::: Extract provided
This essay identifies the different views on spanking, key conclusions about its effects and consequences and identifies the methodological limitations of current research. This essay will observe the topic of internalization and externalization concerning physical punishment, and the nature of avoidance learning.
In conclusion a proposal for future longitudinal studies is suggested and a note is made regarding an address of further research into the goals of parental discipline.
This essay aims to provide a succinct review of the current empirical research on the effects of physical punishment on children. For the purpose of this essay, spanking will remain the forefront focus. The essay explores whether spanking produces effective adaptive behaviours or if in fact, it counteracts adaptation and leads to other undesirable consequences in children.
This essay features different views of spanking, key conclusions about its effects, and methodological limitations of the research and the resulting ambiguities that stimulate current debate. The review also will draw on key findings about the effects of spanking, issues that limit advancement in understanding the effects of spanking, and ways to advance research.
::::::
::: Items
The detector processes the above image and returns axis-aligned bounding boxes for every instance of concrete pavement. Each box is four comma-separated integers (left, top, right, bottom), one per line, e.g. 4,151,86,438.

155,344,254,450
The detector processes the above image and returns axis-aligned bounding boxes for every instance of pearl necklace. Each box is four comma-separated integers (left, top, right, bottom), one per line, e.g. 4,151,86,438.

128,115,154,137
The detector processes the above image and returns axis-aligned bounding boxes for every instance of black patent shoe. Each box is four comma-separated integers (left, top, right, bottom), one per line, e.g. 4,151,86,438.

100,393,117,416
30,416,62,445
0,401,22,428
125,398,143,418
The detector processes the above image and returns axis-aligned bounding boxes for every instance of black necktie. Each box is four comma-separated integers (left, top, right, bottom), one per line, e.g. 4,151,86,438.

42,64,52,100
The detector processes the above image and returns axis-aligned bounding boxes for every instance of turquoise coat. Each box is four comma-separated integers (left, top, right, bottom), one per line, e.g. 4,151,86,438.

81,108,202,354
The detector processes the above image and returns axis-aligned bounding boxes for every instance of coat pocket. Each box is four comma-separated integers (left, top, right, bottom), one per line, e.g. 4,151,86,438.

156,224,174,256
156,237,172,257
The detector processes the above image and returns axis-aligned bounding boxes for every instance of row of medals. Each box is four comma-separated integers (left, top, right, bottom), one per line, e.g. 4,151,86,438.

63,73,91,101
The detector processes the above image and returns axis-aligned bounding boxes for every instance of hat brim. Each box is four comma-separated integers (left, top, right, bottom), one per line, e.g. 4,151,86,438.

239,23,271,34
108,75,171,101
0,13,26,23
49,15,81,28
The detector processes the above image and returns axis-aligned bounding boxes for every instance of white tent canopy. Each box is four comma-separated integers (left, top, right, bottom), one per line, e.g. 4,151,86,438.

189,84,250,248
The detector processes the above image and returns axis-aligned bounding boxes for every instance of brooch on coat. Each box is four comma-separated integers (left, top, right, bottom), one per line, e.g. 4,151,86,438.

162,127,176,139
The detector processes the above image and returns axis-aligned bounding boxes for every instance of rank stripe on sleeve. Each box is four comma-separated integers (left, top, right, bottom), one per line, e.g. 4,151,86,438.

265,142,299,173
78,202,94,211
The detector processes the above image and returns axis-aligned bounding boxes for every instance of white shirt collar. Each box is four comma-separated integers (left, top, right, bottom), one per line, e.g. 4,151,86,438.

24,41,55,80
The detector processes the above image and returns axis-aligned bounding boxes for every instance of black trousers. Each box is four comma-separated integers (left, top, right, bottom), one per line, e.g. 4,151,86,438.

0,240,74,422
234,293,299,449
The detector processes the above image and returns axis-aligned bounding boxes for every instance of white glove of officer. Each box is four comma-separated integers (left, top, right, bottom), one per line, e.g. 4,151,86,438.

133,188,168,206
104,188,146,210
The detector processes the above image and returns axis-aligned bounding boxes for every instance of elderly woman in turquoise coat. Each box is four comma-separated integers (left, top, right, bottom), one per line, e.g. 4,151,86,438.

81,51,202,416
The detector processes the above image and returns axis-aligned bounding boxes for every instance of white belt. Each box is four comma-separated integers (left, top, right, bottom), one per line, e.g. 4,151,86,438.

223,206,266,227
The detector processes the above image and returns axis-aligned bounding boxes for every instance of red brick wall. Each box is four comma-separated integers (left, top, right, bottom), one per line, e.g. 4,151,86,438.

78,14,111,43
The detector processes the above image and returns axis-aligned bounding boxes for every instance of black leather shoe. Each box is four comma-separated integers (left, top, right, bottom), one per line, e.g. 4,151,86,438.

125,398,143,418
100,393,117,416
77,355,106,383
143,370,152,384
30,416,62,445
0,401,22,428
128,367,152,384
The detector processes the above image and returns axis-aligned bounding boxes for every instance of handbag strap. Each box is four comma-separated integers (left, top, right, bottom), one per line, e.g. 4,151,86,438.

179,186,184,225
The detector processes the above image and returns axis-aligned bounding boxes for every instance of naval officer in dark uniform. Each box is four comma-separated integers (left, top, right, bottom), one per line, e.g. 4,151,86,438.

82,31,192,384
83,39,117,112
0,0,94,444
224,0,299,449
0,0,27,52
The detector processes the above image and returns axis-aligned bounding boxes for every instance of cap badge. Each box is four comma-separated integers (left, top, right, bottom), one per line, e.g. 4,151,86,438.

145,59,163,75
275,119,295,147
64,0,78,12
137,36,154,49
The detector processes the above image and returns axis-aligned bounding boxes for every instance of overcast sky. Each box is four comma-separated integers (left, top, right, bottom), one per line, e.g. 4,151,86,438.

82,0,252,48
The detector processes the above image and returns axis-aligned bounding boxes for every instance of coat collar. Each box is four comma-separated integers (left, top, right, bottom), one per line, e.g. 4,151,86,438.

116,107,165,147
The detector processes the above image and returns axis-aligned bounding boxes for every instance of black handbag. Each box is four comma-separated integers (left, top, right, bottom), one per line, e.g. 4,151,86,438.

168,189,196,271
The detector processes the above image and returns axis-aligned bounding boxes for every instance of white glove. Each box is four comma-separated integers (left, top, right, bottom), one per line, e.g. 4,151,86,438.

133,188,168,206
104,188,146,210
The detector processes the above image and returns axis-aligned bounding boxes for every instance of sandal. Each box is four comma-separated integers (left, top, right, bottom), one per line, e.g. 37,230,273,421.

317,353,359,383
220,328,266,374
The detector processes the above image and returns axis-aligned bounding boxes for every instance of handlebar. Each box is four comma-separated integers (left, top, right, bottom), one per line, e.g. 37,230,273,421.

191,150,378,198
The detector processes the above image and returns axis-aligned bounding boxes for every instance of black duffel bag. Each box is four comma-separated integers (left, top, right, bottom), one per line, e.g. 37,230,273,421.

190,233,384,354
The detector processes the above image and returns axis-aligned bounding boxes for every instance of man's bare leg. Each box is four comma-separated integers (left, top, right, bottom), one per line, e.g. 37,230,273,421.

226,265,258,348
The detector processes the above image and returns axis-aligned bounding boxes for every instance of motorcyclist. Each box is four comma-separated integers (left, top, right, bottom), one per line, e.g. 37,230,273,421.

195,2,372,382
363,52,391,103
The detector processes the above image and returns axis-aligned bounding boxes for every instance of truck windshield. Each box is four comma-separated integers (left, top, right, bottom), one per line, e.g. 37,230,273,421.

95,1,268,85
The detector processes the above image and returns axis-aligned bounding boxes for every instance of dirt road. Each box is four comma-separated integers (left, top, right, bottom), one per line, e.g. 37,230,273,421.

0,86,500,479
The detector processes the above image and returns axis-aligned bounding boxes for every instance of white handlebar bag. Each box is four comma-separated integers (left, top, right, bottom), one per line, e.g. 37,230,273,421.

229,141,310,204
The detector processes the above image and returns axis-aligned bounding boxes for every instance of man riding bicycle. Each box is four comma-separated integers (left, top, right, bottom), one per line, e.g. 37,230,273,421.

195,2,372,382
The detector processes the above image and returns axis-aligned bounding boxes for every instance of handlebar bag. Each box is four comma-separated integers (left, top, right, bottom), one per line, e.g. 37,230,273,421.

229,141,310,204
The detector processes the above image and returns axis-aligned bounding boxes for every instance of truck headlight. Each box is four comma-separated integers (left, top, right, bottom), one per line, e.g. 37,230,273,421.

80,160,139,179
::::::
• _To do_: Duplicate the passage on spanking research in full, word for word. The listing has no connection to the passage on spanking research.

• _Solution to the problem_:
This essay identifies the different views on spanking, key conclusions about its effects and consequences and identifies the methodological limitations of current research. This essay will observe the topic of internalization and externalization concerning physical punishment, and the nature of avoidance learning.
In conclusion a proposal for future longitudinal studies is suggested and a note is made regarding an address of further research into the goals of parental discipline.
This essay aims to provide a succinct review of the current empirical research on the effects of physical punishment on children. For the purpose of this essay, spanking will remain the forefront focus. The essay explores whether spanking produces effective adaptive behaviours or if in fact, it counteracts adaptation and leads to other undesirable consequences in children.
This essay features different views of spanking, key conclusions about its effects, and methodological limitations of the research and the resulting ambiguities that stimulate current debate. The review also will draw on key findings about the effects of spanking, issues that limit advancement in understanding the effects of spanking, and ways to advance research.